WHAT TO WORK ON >>
Copy out the records in full, word for word, without pictures.

====== GIVEN INFORMATION ======

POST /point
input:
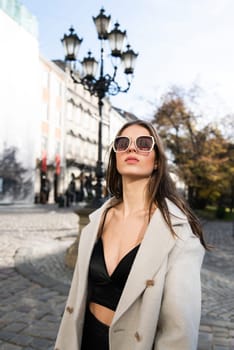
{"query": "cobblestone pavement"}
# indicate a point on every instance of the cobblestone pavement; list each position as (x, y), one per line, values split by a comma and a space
(35, 282)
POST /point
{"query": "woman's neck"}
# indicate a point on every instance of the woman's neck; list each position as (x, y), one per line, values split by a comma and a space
(135, 198)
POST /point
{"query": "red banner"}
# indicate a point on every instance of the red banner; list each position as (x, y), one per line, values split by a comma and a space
(44, 162)
(57, 164)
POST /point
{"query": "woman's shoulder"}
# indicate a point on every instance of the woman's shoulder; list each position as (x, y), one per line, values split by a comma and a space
(175, 211)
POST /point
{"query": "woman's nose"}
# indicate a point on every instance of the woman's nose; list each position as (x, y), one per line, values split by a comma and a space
(132, 147)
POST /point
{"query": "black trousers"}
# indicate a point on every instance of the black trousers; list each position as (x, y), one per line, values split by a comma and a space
(95, 333)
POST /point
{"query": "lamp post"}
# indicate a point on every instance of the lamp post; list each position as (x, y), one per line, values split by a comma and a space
(105, 84)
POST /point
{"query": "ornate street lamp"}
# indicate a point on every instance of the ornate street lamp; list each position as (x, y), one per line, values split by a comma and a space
(105, 84)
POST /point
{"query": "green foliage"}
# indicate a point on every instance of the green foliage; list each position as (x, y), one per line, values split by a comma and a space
(202, 157)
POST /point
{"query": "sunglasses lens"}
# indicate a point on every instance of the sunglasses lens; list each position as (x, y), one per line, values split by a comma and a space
(144, 143)
(121, 144)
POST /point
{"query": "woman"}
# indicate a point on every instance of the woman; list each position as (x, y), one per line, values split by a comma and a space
(136, 284)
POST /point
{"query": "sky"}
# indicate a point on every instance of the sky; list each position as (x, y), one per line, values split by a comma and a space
(180, 43)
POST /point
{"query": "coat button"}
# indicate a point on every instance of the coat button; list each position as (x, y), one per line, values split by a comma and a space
(137, 336)
(69, 309)
(149, 283)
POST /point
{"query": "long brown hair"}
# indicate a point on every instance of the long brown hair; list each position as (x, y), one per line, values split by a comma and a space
(160, 186)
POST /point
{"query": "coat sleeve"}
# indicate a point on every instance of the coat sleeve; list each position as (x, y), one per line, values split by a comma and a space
(180, 312)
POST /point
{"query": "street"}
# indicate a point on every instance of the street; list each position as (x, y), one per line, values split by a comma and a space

======

RESULT FOR THIS EXERCISE >>
POST /point
input:
{"query": "cobblestone pavement"}
# indicate a point on every instance of the cobblestone pavement; list each position as (x, y), one per line, values split by a comma and a space
(35, 282)
POST /point
{"query": "woman's neck"}
# indicate a point on every instance of the woman's neck; list each position as (x, y), one per line, values split by a comma and a space
(135, 198)
POST /point
{"query": "red banner"}
# indicate a point on every instance of the red banner; list each position as (x, y), one per line, values split by a comma and a space
(44, 162)
(57, 164)
POST /point
{"query": "woman's shoulder"}
# indicate a point on every instance of the woman's shoulder; list each position as (x, y), one per line, values split by a comma and a space
(175, 211)
POST /point
{"query": "woman's nose"}
# indicate a point on every instance of the woman's nose; list each position as (x, y), one per line, values split by a comma and a space
(132, 147)
POST /point
{"query": "black trousers"}
# indicate a point on every instance of the black trousers; list each position as (x, y), one per line, values split by a comma and a space
(95, 333)
POST /point
{"query": "lamp post"}
# indicate a point on every instance of the lamp post; list each position as (x, y), one per line, values split by a comma and a space
(105, 84)
POST /point
{"query": "ornate street lamp"}
# indicate a point on every instance of the ornate street lamp; list each position as (x, y), one per line, values split by a comma and a space
(105, 84)
POST /point
{"query": "green foliage"}
# indicate a point on every instance of the green foliage; list each position as (x, y), one per line, values split by a comma and a space
(202, 157)
POST /point
{"query": "sunglasses lens"}
# indicate a point on every instance of the sunglasses lens; list each position as (x, y), one per line, values split by a comma and a space
(144, 143)
(121, 144)
POST /point
{"query": "woman"}
# indicate a point on every instance of the woman; list each position as (x, y), one per line, values split by a comma and a space
(136, 284)
POST /point
{"query": "sky"}
# indicate a point on every instance of the sky; list each position as (x, y), one per line, values split by a comma and a space
(180, 43)
POST /point
{"query": "coat button"}
# indicate a point on every instance of the coat button; list each position as (x, y), one per line, values split by a comma and a space
(137, 336)
(69, 309)
(149, 283)
POST /point
{"query": "long brown hair"}
# indicate a point on every instance of the long brown hair; list each position as (x, y), one per line, values split by a comma and a space
(160, 186)
POST /point
{"query": "coat sleeve"}
# indicate a point on every instance of the coat sleeve; list each position as (x, y), one per line, values split by a comma and a space
(180, 312)
POST /point
{"query": "street"}
# indicate a point on every instance of the street; list each position as (x, y), one per line, values split by a comma and a space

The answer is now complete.